DATA FOR THE TASK>
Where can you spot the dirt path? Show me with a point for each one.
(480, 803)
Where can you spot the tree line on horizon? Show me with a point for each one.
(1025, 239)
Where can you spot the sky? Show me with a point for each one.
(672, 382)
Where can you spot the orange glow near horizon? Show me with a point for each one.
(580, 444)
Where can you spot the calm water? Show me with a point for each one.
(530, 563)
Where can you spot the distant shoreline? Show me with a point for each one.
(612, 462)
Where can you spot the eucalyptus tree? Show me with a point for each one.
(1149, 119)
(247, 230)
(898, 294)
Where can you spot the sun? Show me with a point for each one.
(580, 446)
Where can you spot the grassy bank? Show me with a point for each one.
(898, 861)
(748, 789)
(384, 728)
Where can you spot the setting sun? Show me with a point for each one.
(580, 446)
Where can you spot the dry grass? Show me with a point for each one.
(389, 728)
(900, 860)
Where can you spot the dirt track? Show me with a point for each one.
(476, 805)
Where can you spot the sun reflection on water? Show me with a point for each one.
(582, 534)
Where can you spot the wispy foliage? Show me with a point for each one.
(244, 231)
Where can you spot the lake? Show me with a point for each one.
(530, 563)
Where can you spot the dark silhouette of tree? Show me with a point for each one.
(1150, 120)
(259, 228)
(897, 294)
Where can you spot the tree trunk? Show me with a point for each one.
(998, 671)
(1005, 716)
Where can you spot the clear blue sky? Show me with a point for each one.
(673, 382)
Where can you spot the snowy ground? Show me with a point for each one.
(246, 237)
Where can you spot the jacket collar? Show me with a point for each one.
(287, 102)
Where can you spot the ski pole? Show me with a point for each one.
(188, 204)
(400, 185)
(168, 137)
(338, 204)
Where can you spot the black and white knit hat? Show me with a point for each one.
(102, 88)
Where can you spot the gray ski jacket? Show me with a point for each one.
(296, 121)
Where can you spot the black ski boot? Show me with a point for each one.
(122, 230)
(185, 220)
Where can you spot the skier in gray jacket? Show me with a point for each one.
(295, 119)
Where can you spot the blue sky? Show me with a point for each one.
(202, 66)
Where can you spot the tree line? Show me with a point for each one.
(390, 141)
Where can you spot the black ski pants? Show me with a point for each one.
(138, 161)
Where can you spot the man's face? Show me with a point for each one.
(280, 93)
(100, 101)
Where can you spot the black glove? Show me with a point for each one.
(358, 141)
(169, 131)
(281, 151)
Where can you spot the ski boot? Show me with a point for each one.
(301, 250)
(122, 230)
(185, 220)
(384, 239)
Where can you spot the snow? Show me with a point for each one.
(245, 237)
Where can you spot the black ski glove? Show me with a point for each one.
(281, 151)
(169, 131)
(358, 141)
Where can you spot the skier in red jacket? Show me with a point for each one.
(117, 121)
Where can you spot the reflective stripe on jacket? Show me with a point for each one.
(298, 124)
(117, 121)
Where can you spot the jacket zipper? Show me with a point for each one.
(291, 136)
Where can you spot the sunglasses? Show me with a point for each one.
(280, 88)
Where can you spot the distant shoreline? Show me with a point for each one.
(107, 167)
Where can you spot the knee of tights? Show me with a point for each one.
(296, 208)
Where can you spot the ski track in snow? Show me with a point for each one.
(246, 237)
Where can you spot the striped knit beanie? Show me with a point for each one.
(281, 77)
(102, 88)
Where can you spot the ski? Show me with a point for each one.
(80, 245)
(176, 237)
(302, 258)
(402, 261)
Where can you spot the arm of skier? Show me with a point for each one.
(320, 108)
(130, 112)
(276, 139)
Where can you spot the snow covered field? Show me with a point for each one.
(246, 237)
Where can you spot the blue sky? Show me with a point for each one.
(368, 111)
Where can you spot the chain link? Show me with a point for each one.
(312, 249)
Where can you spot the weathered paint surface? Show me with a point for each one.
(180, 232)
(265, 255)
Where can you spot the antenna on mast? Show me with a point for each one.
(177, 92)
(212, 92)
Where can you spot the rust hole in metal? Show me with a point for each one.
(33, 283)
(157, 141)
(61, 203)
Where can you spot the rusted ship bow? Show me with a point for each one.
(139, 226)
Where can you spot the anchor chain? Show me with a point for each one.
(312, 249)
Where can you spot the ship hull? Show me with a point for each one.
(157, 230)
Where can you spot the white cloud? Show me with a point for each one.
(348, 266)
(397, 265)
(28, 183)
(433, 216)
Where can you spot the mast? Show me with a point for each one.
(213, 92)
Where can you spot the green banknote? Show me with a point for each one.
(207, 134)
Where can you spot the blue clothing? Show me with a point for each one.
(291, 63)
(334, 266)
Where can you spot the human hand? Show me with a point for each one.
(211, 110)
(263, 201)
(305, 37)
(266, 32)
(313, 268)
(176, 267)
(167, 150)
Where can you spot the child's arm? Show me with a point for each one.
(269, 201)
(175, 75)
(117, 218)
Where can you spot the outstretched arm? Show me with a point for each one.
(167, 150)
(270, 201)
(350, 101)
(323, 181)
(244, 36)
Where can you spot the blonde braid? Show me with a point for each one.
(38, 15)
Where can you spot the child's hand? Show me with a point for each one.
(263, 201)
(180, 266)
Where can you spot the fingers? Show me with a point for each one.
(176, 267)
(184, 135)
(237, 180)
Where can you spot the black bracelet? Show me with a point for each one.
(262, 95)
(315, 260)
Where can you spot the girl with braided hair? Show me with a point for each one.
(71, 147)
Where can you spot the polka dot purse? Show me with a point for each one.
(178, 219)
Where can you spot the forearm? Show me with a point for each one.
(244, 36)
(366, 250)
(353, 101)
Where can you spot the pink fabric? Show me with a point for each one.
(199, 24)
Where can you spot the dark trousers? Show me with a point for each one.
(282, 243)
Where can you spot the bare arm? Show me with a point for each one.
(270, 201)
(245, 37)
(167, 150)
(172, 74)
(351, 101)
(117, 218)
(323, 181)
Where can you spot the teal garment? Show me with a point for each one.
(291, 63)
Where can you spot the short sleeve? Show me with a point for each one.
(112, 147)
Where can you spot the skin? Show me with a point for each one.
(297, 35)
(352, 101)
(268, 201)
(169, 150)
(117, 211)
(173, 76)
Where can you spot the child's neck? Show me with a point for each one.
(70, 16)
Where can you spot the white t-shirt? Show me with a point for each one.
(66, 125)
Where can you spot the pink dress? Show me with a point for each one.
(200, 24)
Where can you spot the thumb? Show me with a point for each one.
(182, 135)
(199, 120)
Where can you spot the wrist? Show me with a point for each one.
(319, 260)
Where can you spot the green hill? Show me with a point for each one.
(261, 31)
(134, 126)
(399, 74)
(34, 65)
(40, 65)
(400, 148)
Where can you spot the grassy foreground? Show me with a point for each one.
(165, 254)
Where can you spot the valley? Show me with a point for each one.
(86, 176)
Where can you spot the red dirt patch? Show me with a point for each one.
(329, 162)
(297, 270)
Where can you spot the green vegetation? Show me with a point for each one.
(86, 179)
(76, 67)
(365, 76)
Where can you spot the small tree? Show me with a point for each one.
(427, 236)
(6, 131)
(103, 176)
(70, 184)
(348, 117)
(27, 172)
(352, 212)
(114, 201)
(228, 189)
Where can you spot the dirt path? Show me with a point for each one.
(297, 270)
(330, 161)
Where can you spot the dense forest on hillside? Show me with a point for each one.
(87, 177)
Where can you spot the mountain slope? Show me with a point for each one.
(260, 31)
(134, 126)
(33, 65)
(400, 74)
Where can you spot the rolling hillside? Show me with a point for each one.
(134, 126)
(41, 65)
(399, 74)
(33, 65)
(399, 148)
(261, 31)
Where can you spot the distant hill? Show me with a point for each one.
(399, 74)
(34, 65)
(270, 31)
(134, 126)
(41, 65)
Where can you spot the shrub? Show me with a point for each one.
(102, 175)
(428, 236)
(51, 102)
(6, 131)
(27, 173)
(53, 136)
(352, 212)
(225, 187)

GIVEN REQUEST>
Reproduce the material exactly, with every line intact.

EXERCISE RESPONSE>
Where can you spot the dirt path? Show me with a point for each one.
(480, 803)
Where can you spot the tree line on horizon? Show me with a point for each one.
(1025, 239)
Where can you spot the sky? Show me with a point for each one.
(672, 382)
Where can you spot the orange glow near horizon? Show me with a point for each one.
(580, 444)
Where can you spot the calm water? Show me with a point for each one.
(530, 563)
Where can you spot the distant shoreline? Show me with a point for each one.
(612, 462)
Where can you spot the eucalyptus tree? Show me with a point for each one.
(1149, 119)
(247, 230)
(898, 294)
Where can you spot the sun? Show me with a point for each one.
(580, 446)
Where can you spot the grassy bank? Show me with a point for each one.
(898, 861)
(748, 789)
(384, 728)
Where can you spot the setting sun? Show me with a point for each one.
(580, 446)
Where can you spot the dry grass? Show me with a point for each one.
(389, 728)
(900, 860)
Where can you spot the dirt track? Show me with a point for each one.
(476, 805)
Where can you spot the sun reflection on water? Show me with a point for each one.
(582, 534)
Where can you spot the wispy foliage? Show me with a point for each one.
(244, 231)
Where can you spot the lake? Show me with a point for each one.
(530, 563)
Where can you spot the dark silhouette of tree? Show me with a point for each one.
(1150, 120)
(259, 228)
(897, 294)
Where can you spot the tree trunk? Show me with a point for each one.
(998, 671)
(1005, 716)
Where can you spot the clear blue sky? Show me with a point for each one.
(673, 382)
Where can you spot the snowy ground? Show me with a point for each one.
(246, 237)
Where can you spot the jacket collar? Show me with a point for each one.
(287, 102)
Where can you spot the ski pole? Show me with a point for each one.
(188, 204)
(400, 185)
(168, 137)
(338, 204)
Where can you spot the black and white knit hat? Show me with a point for each one.
(102, 88)
Where can you spot the gray ski jacket? Show me with a point for each one.
(296, 121)
Where can you spot the black ski boot? Show me with a point for each one.
(122, 230)
(185, 220)
Where can you spot the skier in gray jacket? Show me with a point for each one.
(295, 119)
Where can you spot the blue sky? Show me with a point for each one.
(202, 66)
Where can you spot the tree line? Show me with a point for each one.
(390, 141)
Where can you spot the black ski pants? Show me with a point for each one.
(138, 161)
Where can you spot the man's face? Show me with a point for each one.
(280, 93)
(100, 101)
Where can you spot the black glove? Show me with a point for each one.
(358, 141)
(169, 131)
(281, 151)
Where can you spot the ski boot? Show me with a point for each one.
(301, 250)
(122, 230)
(185, 220)
(384, 239)
Where can you spot the snow? Show me with a point for each one.
(245, 237)
Where can you spot the black ski glove? Show me with a point for each one.
(281, 151)
(169, 131)
(358, 141)
Where can you spot the skier in red jacket? Show me with a point for each one.
(117, 121)
Where can you spot the reflective stripe on jacket? Show me with a point for each one.
(298, 124)
(117, 121)
Where can you spot the jacket zipper? Show me with a point for each one.
(291, 136)
Where can you spot the sunglasses? Show me with a point for each one.
(280, 88)
Where can you spot the distant shoreline? Show me with a point for each one.
(107, 167)
Where can you spot the knee of tights? Show me with a point for each one.
(296, 208)
Where can you spot the ski track in snow? Show me with a point for each one.
(246, 237)
Where can you spot the striped knit beanie? Show me with a point for each one.
(281, 77)
(102, 88)
Where can you spot the ski? Show me with a point for each one.
(80, 245)
(176, 237)
(302, 258)
(402, 261)
Where can you spot the arm of skier? Show me with a point for each one.
(320, 108)
(130, 112)
(276, 139)
Where can you spot the snow covered field? Show me with a point for each one.
(246, 237)
Where can you spot the blue sky? Show me with a point for each one.
(368, 111)
Where can you spot the chain link? Show me with a point for each one.
(312, 249)
Where can you spot the weathered paint surface? Show me with a point for each one.
(180, 232)
(265, 255)
Where can you spot the antenna on mast? Show me with a point for each one.
(177, 92)
(212, 92)
Where can you spot the rust hole in metal? Show me with a point for each one.
(33, 283)
(157, 141)
(61, 203)
Where can you spot the rusted ship bow? Show me with a point for each one.
(139, 226)
Where can you spot the anchor chain? Show me with a point for each one.
(312, 249)
Where can you spot the ship hull? Show me with a point for each one.
(157, 230)
Where can you spot the white cloud? Show me with a point for each one.
(348, 266)
(397, 265)
(28, 183)
(433, 216)
Where can you spot the mast? Show me with a point for each one.
(213, 92)
Where can you spot the green banknote? Show me with a point for each one.
(207, 134)
Where can you spot the blue clothing? Show me with a point for each one.
(291, 63)
(334, 266)
Where can you spot the human hand? Show me with a point for each one.
(211, 110)
(263, 201)
(305, 37)
(266, 32)
(313, 268)
(176, 267)
(167, 150)
Where can you spot the child's arm? Show me with a point for each one.
(269, 201)
(175, 75)
(117, 218)
Where can you spot the outstretched arm? Show me with a point for each one.
(167, 150)
(270, 201)
(350, 101)
(323, 181)
(244, 36)
Where can you spot the blonde braid? Show me with a point for each one.
(38, 15)
Where can you spot the child's hand? Show me with a point for each one.
(263, 201)
(180, 266)
Where can you spot the fingers? Show me with a point for each one.
(176, 267)
(184, 135)
(237, 180)
Where can you spot the black bracelet? Show me with a point for each one.
(262, 95)
(315, 260)
Where can you spot the girl with braided hair? Show me with a point for each one.
(71, 147)
Where can you spot the polka dot purse? Show me with a point for each one.
(178, 219)
Where can you spot the forearm? Show me with a point for each one.
(244, 36)
(366, 250)
(353, 101)
Where can you spot the pink fabric? Show me with a point for each one.
(199, 24)
Where can you spot the dark trousers? Show me with a point for each one.
(282, 243)
Where can you spot the bare arm? Show me with a point for each one.
(270, 201)
(245, 37)
(167, 150)
(172, 74)
(351, 101)
(117, 218)
(323, 181)
Where can you spot the teal garment? Show me with a point for each one.
(291, 63)
Where can you spot the short sleeve? Show me with a point for each one.
(112, 147)
Where can you spot the skin? Show me with a point for each one.
(297, 35)
(352, 101)
(268, 201)
(169, 150)
(117, 211)
(173, 76)
Where can you spot the child's neck? Show me with a point for each one.
(70, 16)
Where can you spot the white t-shirt? Show me with a point for each one.
(66, 125)
Where can you spot the pink dress? Show me with a point for each one.
(200, 24)
Where can you spot the thumb? Show me with a point for each one.
(182, 135)
(199, 120)
Where can you spot the wrist? Show me with a point for each one.
(319, 260)
Where can you spot the green hill? Show me with a point for each one.
(261, 31)
(134, 126)
(399, 74)
(34, 65)
(40, 65)
(400, 148)
Where can you spot the grassy foreground? Show me with a point for each one.
(165, 254)
Where can you spot the valley? Show me with a point for each one.
(86, 176)
Where can you spot the red dirt patch? Show me with a point for each one.
(329, 162)
(297, 270)
Where can you spot the green vegetation? Show me with a point for each one.
(86, 179)
(76, 67)
(365, 76)
Where can you spot the small tree? Show me with a point for each one.
(427, 236)
(6, 131)
(103, 176)
(70, 184)
(348, 117)
(27, 172)
(352, 212)
(114, 201)
(228, 189)
Where can you spot the dirt path? Show me with a point for each one.
(297, 270)
(330, 161)
Where can you spot the dense forest on hillside? Show me with a point for each one.
(87, 177)
Where can you spot the mountain slope? Show me with a point for each one.
(260, 31)
(134, 126)
(33, 65)
(400, 74)
Where can you spot the rolling hillside? Show me with a point for each one.
(134, 126)
(41, 65)
(399, 74)
(33, 65)
(399, 148)
(261, 31)
Where can you spot the distant hill? Show me with a point for each one.
(399, 74)
(34, 65)
(270, 31)
(134, 126)
(41, 65)
Where can you spot the shrub? Show me with a point for each one.
(102, 175)
(428, 236)
(51, 102)
(6, 131)
(27, 173)
(53, 136)
(352, 212)
(225, 187)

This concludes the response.